_TRY IT_. Copy each entry exactly, leaving nothing out.

_DATA FOR ANALYSIS_.

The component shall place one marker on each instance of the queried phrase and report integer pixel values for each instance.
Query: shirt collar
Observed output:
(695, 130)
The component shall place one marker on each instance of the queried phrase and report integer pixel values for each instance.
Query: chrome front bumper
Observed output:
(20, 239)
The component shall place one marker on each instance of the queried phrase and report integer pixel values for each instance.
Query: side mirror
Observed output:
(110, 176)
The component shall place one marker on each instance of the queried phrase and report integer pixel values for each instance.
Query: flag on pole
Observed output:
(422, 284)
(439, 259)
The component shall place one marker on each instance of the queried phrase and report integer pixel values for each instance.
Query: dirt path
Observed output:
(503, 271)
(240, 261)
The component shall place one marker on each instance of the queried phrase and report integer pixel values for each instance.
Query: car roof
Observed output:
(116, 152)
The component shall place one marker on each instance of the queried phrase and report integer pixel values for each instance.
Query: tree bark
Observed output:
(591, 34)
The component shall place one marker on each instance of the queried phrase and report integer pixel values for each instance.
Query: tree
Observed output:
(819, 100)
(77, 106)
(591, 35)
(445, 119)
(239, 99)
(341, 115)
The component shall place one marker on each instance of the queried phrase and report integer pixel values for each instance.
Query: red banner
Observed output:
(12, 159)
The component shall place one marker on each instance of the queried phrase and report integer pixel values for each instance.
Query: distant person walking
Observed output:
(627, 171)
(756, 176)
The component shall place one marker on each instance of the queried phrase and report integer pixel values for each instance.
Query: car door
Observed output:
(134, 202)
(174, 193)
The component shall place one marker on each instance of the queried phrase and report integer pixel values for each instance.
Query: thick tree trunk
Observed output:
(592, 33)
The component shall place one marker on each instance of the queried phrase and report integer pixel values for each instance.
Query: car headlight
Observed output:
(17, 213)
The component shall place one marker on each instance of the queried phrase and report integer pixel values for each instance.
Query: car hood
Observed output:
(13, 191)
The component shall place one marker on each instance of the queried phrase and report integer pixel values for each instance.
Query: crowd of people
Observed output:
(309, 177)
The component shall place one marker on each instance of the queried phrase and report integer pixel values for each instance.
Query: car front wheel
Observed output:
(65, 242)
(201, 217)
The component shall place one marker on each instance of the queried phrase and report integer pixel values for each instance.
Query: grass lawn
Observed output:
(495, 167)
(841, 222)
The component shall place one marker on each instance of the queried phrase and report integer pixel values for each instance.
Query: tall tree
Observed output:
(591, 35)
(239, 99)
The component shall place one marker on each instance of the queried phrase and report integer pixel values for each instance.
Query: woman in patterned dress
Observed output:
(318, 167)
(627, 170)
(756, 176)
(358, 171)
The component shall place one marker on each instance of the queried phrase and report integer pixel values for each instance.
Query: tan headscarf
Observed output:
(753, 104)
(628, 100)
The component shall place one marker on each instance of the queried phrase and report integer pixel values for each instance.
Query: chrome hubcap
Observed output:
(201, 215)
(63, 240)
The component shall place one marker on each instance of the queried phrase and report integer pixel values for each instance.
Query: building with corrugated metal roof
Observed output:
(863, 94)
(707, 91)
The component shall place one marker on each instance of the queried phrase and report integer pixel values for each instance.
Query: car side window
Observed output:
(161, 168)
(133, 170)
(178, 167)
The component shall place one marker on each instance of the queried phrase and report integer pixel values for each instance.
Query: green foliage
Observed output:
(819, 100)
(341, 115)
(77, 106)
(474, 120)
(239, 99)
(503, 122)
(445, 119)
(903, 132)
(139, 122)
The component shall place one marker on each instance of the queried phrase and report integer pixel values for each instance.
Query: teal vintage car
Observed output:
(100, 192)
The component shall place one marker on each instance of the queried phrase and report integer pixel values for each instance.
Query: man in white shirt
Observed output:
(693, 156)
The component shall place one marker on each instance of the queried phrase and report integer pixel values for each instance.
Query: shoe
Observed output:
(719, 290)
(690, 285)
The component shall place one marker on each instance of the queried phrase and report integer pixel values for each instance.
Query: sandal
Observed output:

_FINISHED TASK_.
The component shall place one marker on each instance of the queried phrase and report integer pixel values for each instance.
Query: shirt collar
Observed output:
(695, 130)
The component shall place one marker on each instance of the queried phrase and report integer pixel values for each instance.
Query: chrome front bumper
Observed output:
(20, 239)
The component shall place one marker on each instance of the queried phrase and report integer pixel values for each instance.
Query: side mirror
Observed output:
(110, 176)
The component shall place one marker on each instance of the queried phrase and report integer pixel values for each instance.
Query: flag on pole
Observed output:
(422, 284)
(439, 259)
The component shall place one marker on each instance of the queried phrase and report integer pixel values for each instance.
Query: dirt path
Observed output:
(503, 271)
(240, 261)
The component shall place one marker on each instance of the queried phrase and report integer pixel values for each instance.
Query: car roof
Observed output:
(116, 152)
The component shall place one marker on each instance of the queried phrase and report integer pixel values for each instance.
Query: tree bark
Observed output:
(591, 34)
The component shall place one marker on each instance of the queried phrase and report integer pixel values for each instance.
Query: tree
Observed output:
(819, 100)
(77, 106)
(591, 35)
(445, 119)
(239, 99)
(341, 115)
The component shall place one marker on each instance of the queried phrase and report integer pixel values for each instance.
Query: red banner
Observed output:
(12, 159)
The component shall place one marker on each instance of the queried phrase and report integer pixel values for each instance.
Query: distant person walking
Observed output:
(627, 171)
(756, 176)
The component shall place one marker on each instance of the queried phrase and report integer pixel values for each instance.
Query: car door
Observed output:
(134, 202)
(174, 193)
The component shall place one marker on each instance of the queried phrase and report integer pixel values for each instance.
Query: thick tree trunk
Observed output:
(592, 33)
The component shall place one marker on each instance of the queried phrase and report integer pixel values for each instance.
Query: car headlight
Observed output:
(17, 213)
The component shall place one marker on each instance of the queried phrase and report integer pixel values for each instance.
Query: car hood
Observed output:
(13, 191)
The component shall place one marker on each instance of the queried phrase and report integer pixel values for each instance.
Query: crowd of people
Observed output:
(309, 177)
The component shall place one marker on each instance of the queried phrase and report integer pixel values for each instance.
Query: car front wheel
Observed output:
(65, 242)
(201, 217)
The component shall place one marker on each instance of the queried phrase and report integer pixel values for each instance.
Query: grass lawn
Observed output:
(495, 167)
(841, 222)
The component shall place one marker on each instance of the queried phrase and report integer pixel values for each instance.
Query: tall tree
Observed output:
(591, 35)
(239, 99)
The component shall place one marker on each instance of the queried phrase and report integer pixel values for each instance.
Query: woman in patterned dress
Observed output:
(318, 167)
(627, 170)
(756, 176)
(358, 171)
The component shall place one marker on each instance of the queried phrase and report integer pixel values for each instance.
Query: tan headscarf
Observed output:
(753, 104)
(628, 100)
The component shall place one marker on each instance of the queried phrase and report integer pixel values for each instance.
Query: chrome hubcap
Observed output:
(201, 215)
(63, 240)
The component shall place one marker on each instance of the queried phrase and report integer pixel values for each instance.
Query: building with corrugated metal roof
Observed output:
(863, 94)
(707, 91)
The component shall place one marker on each instance of the queried phrase and report integer pixel values for each instance.
Query: car side window
Observed output:
(161, 168)
(133, 170)
(178, 167)
The component shall place one marker on each instance of the queried phrase and report integer pixel values for each instance.
Query: green foliage
Observed output:
(819, 100)
(341, 115)
(77, 106)
(474, 120)
(239, 99)
(503, 122)
(445, 119)
(903, 132)
(139, 122)
The component shall place one marker on each instance of the queried phrase and report integer pixel values for each instance.
Query: teal vintage car
Observed output:
(100, 192)
The component shall place one marker on each instance of the queried phrase and report integer pixel values for each instance.
Query: man in white shirt
Observed output:
(693, 156)
The component shall place one marker on each instance of the queried phrase and report integer pixel values for each instance.
Query: shoe
Observed output:
(719, 290)
(690, 285)
The component shall place one marker on each instance of the queried phrase and report integer pixel values for each instance.
Query: sandal
Observed output:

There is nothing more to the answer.